Region pointing data:

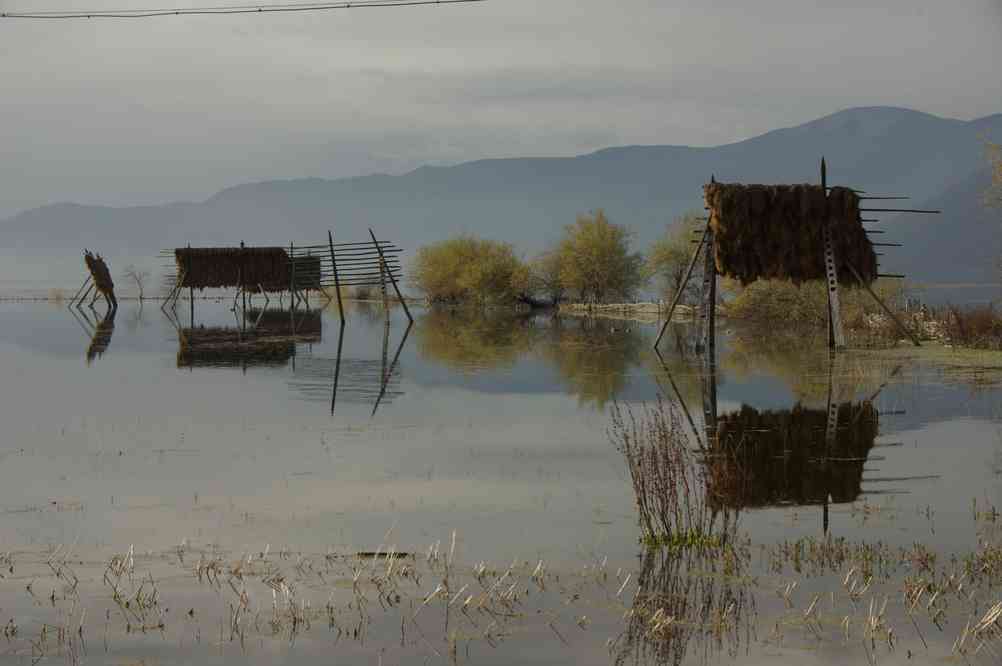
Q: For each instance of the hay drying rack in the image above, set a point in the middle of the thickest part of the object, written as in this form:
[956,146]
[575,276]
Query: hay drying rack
[318,267]
[706,346]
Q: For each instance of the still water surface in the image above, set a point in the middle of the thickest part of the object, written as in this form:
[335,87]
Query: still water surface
[137,431]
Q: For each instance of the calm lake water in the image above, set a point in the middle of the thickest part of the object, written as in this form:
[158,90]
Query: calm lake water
[141,433]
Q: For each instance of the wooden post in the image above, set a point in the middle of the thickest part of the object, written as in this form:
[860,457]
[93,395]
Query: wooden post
[894,317]
[836,335]
[392,278]
[337,364]
[337,280]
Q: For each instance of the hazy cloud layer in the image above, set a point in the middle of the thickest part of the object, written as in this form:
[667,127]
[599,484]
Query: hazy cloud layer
[144,111]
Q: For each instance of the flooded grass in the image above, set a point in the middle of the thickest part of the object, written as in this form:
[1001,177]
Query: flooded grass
[482,515]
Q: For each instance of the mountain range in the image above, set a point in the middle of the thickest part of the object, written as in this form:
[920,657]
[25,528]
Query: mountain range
[939,162]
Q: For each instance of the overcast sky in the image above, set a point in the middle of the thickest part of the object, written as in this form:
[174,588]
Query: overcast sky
[175,108]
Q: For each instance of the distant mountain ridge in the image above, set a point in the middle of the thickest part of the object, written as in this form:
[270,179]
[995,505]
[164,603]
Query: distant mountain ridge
[527,201]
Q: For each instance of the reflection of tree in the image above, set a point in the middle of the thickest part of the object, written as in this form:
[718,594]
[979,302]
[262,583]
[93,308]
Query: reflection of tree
[469,340]
[802,365]
[685,596]
[593,356]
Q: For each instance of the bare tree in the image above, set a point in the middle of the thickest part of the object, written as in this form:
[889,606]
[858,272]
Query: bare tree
[138,275]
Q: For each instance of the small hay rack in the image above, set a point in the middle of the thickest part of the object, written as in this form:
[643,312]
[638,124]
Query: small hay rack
[97,281]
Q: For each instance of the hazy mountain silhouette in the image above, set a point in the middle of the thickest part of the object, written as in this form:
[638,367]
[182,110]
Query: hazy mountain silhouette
[528,200]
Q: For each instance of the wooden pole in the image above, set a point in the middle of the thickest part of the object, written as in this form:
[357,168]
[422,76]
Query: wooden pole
[337,280]
[392,278]
[190,288]
[677,295]
[337,363]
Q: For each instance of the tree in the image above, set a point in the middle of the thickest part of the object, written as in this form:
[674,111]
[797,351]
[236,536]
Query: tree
[470,269]
[595,259]
[994,196]
[544,277]
[670,254]
[138,275]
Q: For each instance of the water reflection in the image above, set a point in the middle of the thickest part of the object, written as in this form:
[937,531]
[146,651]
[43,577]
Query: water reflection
[692,601]
[100,331]
[471,341]
[342,380]
[265,338]
[593,358]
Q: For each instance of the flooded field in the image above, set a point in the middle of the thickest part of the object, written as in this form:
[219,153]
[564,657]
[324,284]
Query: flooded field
[272,489]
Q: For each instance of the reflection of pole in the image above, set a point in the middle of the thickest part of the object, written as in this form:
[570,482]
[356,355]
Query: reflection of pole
[831,434]
[836,335]
[337,366]
[681,287]
[337,280]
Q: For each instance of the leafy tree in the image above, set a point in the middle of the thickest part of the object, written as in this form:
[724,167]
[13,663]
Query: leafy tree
[670,254]
[138,275]
[994,197]
[470,269]
[595,259]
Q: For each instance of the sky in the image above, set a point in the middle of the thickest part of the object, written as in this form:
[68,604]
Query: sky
[126,112]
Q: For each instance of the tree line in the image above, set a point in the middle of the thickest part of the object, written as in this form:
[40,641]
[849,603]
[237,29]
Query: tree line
[592,262]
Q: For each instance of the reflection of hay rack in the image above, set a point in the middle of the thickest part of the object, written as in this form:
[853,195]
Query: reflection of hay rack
[221,347]
[351,380]
[304,324]
[792,457]
[797,232]
[100,333]
[298,270]
[99,281]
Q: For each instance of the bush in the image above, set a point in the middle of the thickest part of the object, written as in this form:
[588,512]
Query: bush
[468,269]
[979,326]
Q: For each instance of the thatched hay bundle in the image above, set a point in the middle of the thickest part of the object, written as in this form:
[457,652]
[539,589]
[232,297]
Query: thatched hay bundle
[306,325]
[780,457]
[99,273]
[254,268]
[776,231]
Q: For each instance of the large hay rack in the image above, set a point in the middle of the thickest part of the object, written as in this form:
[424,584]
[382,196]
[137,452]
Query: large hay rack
[296,270]
[797,232]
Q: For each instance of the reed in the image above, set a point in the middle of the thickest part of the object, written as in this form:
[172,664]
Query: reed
[669,483]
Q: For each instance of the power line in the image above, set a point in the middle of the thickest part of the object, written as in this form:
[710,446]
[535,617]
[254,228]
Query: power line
[268,8]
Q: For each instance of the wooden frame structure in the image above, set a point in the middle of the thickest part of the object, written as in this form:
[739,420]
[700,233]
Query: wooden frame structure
[302,269]
[97,281]
[705,247]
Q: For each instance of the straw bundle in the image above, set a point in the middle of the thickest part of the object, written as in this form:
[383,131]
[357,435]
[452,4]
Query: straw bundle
[254,268]
[99,273]
[780,457]
[776,231]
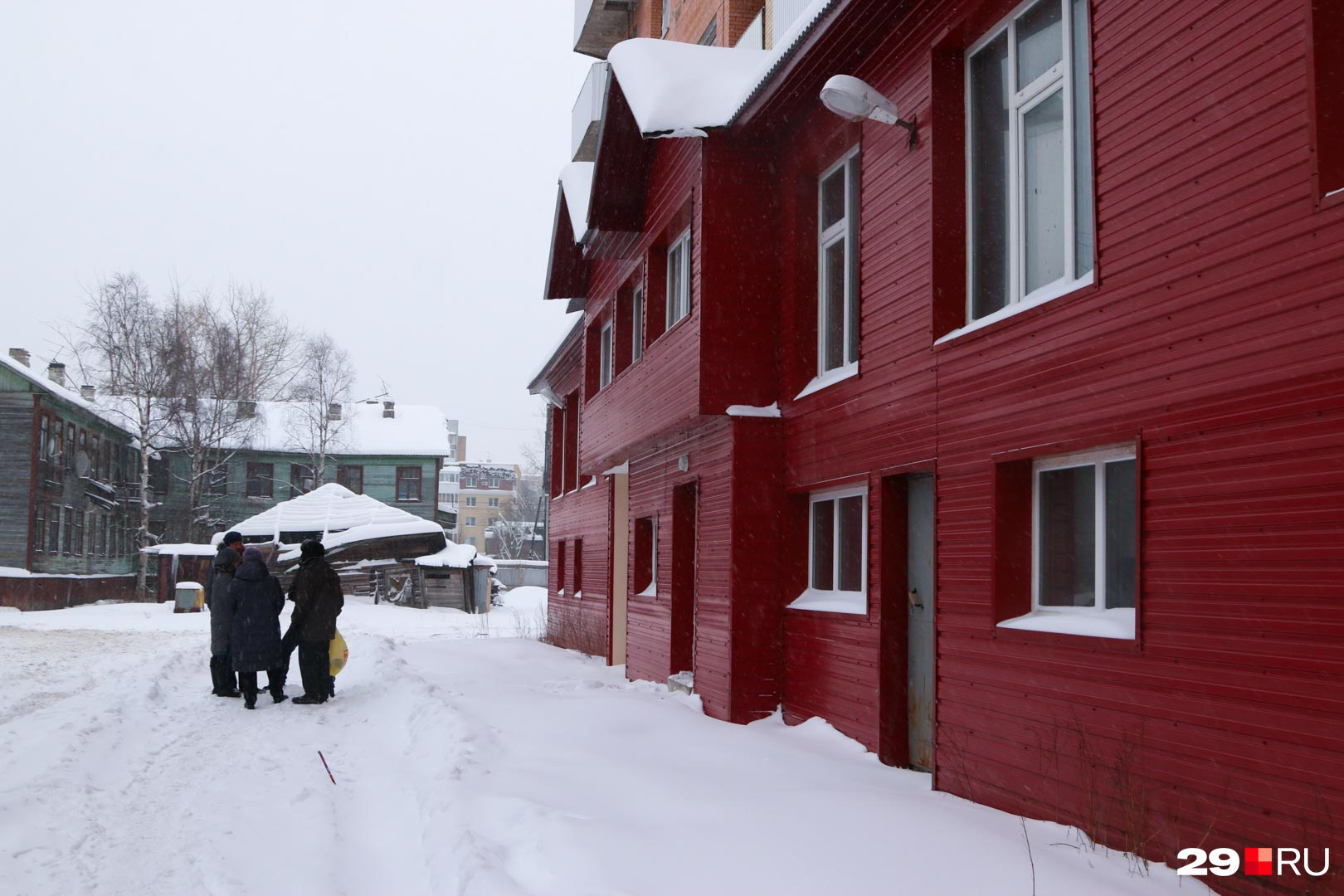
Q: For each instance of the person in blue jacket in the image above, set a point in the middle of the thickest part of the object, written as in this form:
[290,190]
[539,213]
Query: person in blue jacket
[254,601]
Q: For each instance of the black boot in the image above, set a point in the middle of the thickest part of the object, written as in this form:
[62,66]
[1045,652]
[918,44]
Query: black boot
[222,676]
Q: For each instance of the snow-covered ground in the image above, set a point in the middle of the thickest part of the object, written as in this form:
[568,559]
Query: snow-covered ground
[466,761]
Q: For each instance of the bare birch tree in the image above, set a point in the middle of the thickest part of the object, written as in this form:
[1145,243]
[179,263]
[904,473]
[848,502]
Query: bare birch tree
[318,418]
[125,344]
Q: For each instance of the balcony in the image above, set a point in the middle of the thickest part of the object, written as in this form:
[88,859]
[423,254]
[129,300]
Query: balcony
[600,24]
[587,113]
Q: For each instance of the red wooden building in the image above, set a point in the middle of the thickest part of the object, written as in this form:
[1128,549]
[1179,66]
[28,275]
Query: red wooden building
[1012,445]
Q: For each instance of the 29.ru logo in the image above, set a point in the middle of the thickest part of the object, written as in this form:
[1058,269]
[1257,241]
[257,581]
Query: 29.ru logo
[1259,860]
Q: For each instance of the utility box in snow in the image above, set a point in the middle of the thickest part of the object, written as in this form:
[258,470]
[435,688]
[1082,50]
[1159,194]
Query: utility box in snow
[190,597]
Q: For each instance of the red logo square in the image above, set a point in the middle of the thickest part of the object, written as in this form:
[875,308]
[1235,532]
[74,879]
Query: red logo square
[1259,860]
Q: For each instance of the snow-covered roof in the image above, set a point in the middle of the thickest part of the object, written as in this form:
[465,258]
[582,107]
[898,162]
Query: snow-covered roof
[279,426]
[338,514]
[455,557]
[183,550]
[65,392]
[682,89]
[577,183]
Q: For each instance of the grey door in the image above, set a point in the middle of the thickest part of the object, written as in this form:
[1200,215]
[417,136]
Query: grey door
[919,544]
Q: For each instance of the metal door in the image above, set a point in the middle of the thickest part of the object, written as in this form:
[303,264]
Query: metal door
[919,592]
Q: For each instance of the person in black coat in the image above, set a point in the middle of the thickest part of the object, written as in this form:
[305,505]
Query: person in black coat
[318,602]
[222,622]
[256,599]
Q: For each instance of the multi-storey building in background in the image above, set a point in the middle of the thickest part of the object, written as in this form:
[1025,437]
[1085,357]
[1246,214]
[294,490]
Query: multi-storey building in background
[990,407]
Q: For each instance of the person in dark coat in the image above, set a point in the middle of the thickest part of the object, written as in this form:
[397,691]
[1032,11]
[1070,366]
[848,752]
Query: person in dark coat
[318,602]
[256,599]
[221,621]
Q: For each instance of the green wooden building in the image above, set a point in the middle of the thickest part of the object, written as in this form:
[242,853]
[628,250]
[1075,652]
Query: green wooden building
[67,476]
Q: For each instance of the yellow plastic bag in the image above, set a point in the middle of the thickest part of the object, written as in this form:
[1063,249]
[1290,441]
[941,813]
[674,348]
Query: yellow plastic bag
[339,653]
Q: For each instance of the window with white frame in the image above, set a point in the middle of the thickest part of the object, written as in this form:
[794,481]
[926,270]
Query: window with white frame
[838,551]
[1085,531]
[679,278]
[605,360]
[637,324]
[838,265]
[1029,162]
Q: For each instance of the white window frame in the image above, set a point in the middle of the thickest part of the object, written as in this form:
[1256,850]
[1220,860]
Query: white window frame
[1059,78]
[1097,620]
[845,230]
[650,590]
[637,324]
[835,599]
[605,360]
[679,253]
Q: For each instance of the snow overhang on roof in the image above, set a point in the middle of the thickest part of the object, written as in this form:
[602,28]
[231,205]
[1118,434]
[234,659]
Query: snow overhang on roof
[66,394]
[541,383]
[566,269]
[684,90]
[577,186]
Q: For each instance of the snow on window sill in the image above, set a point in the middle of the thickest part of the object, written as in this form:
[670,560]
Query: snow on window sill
[1038,299]
[830,377]
[851,602]
[1105,624]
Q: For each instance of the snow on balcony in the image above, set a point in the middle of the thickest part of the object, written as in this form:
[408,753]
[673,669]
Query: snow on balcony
[598,24]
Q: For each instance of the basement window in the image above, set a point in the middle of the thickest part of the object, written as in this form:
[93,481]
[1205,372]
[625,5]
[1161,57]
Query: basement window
[838,553]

Assigned task >> A verbatim copy of the records is expected, from their first line through the line with "Q: For each instance of the hazy cloud", inclusive, with the pictures removed.

Answer section >>
Q: For each instance of the hay drying rack in the image above, set a point in the middle of the thickest part of the object, written as in this form:
[956,146]
[575,276]
Query: hay drying rack
[318,267]
[706,346]
Q: For each instance of the still water surface in the image above, set a point in the middle of the thickest part of the object, written as in this form:
[335,87]
Query: still water surface
[137,431]
Q: For each instance of the calm lake water in the image above, set a point in the middle of the thickest part of the object, written as in this form:
[158,90]
Query: calm lake water
[141,433]
Q: For each instance of the wooden post in the image above, set a point in the middle of the thickest part of the object, written as in this form:
[860,457]
[93,395]
Query: wooden post
[894,317]
[836,335]
[392,278]
[337,364]
[337,280]
Q: For each instance of the hazy cloud layer in the image above, set a point in the middle of the thickest part of the object, written as in this form:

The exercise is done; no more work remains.